Exercise prompt: Update the stretch of the listing from the line containing "Objective — one point per instance of the building" through its end by replacing "bronze bust" with "marble bust", leaving everything else unchanged. Give back only those lines.

Location labeling listing:
────────────────────────────────────────

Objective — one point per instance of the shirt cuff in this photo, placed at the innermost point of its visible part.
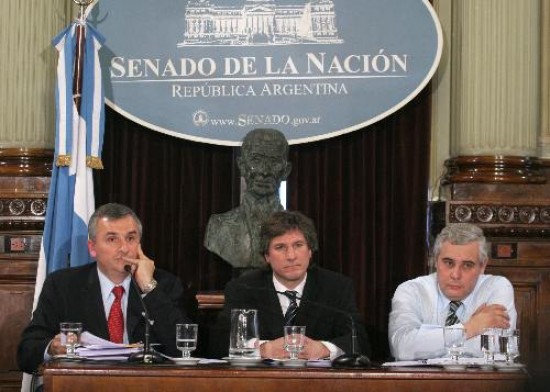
(335, 351)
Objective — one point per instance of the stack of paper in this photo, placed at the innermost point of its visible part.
(96, 348)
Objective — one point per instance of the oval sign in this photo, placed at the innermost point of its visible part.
(212, 70)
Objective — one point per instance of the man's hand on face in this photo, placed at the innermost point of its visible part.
(142, 268)
(487, 316)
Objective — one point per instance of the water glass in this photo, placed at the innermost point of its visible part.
(186, 338)
(295, 337)
(489, 342)
(509, 344)
(244, 339)
(454, 337)
(70, 336)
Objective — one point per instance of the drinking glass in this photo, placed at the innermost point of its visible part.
(295, 337)
(186, 338)
(70, 336)
(489, 341)
(244, 338)
(509, 344)
(454, 337)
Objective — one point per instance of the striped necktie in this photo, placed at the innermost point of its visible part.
(290, 314)
(115, 322)
(452, 318)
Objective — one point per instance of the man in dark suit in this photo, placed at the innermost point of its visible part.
(234, 235)
(325, 299)
(84, 294)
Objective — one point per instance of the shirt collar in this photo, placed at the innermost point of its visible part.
(107, 285)
(281, 287)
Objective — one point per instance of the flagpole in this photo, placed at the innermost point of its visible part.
(79, 50)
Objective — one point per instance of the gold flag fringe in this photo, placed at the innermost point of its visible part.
(94, 162)
(63, 160)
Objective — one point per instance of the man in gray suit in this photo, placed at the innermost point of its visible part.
(263, 163)
(84, 294)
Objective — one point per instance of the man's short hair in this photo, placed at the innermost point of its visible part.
(282, 222)
(111, 211)
(460, 234)
(264, 136)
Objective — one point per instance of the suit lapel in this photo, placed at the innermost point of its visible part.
(93, 305)
(133, 313)
(308, 312)
(272, 308)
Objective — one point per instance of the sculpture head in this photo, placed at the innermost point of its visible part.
(264, 161)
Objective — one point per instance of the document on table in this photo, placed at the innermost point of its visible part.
(96, 348)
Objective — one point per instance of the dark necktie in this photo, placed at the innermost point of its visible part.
(452, 318)
(116, 318)
(290, 314)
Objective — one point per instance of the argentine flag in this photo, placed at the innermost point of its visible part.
(78, 144)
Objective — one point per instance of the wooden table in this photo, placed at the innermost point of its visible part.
(75, 377)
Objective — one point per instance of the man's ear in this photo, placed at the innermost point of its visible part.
(91, 248)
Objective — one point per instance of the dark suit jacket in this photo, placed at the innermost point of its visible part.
(74, 294)
(327, 303)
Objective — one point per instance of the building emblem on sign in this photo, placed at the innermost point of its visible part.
(260, 22)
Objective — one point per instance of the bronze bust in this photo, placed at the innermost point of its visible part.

────────────────────────────────────────

Response to the task:
Objective — one point per instance of the building emblem on sign in this photo, placed at the innermost point of its visible part.
(260, 22)
Objective — one point per instance of the marble bust in this photo, placed at the innermost point of its visible part.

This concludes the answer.